### WHAT THE EXERCISE ASKS
Show each line in the rows below that contains the word "Please".

### PROVIDED INFORMATION
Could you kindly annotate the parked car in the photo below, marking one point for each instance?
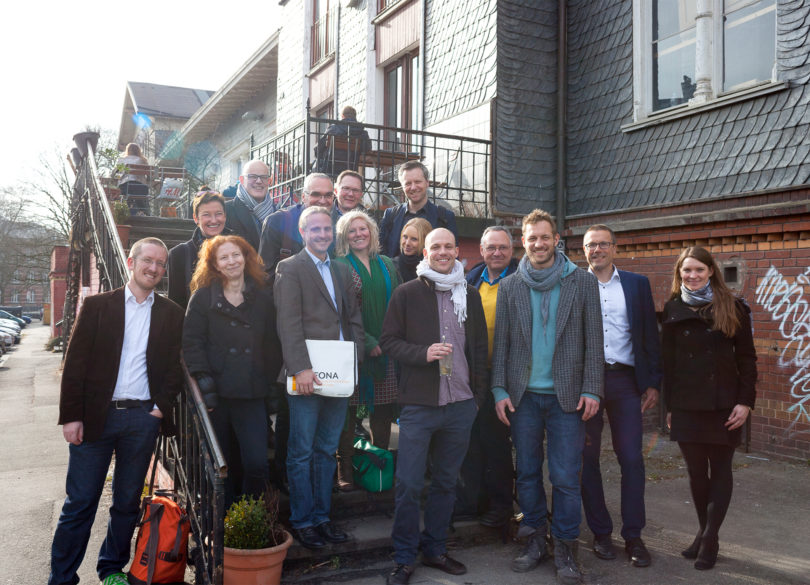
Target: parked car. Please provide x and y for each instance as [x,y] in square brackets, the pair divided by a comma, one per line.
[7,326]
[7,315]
--
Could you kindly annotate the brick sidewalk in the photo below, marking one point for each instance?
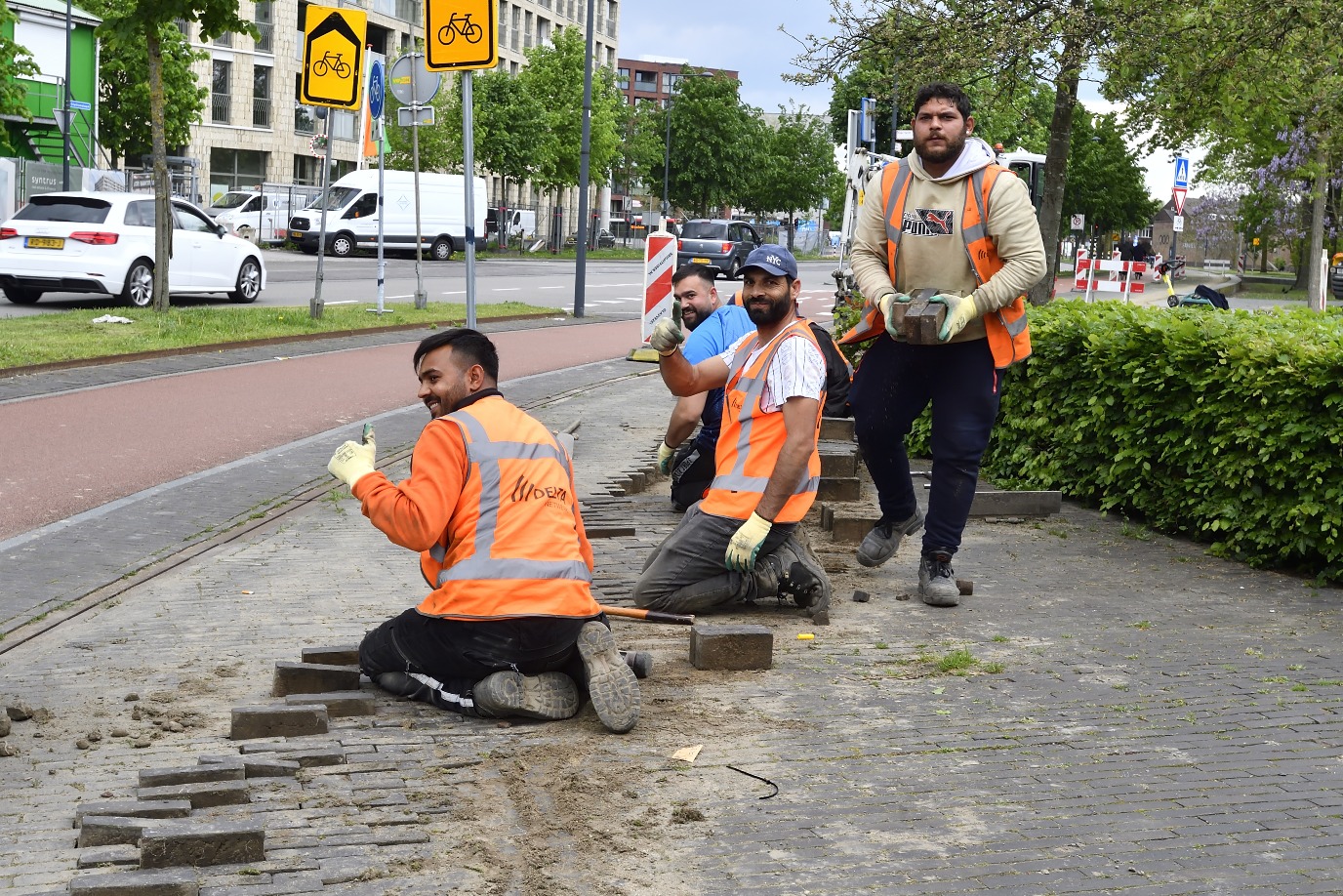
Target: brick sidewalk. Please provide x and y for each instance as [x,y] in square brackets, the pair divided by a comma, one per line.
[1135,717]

### OUTPUT FOR THIS TASK
Target: parked car. Please provide x and y for each instance as [x,y] in square brackets, the pair divided by a comma, one per line.
Target: brick sidewalk. Please provide x and y for each instance as [x,y] in square brackets, the pair divided by a comma, one per line.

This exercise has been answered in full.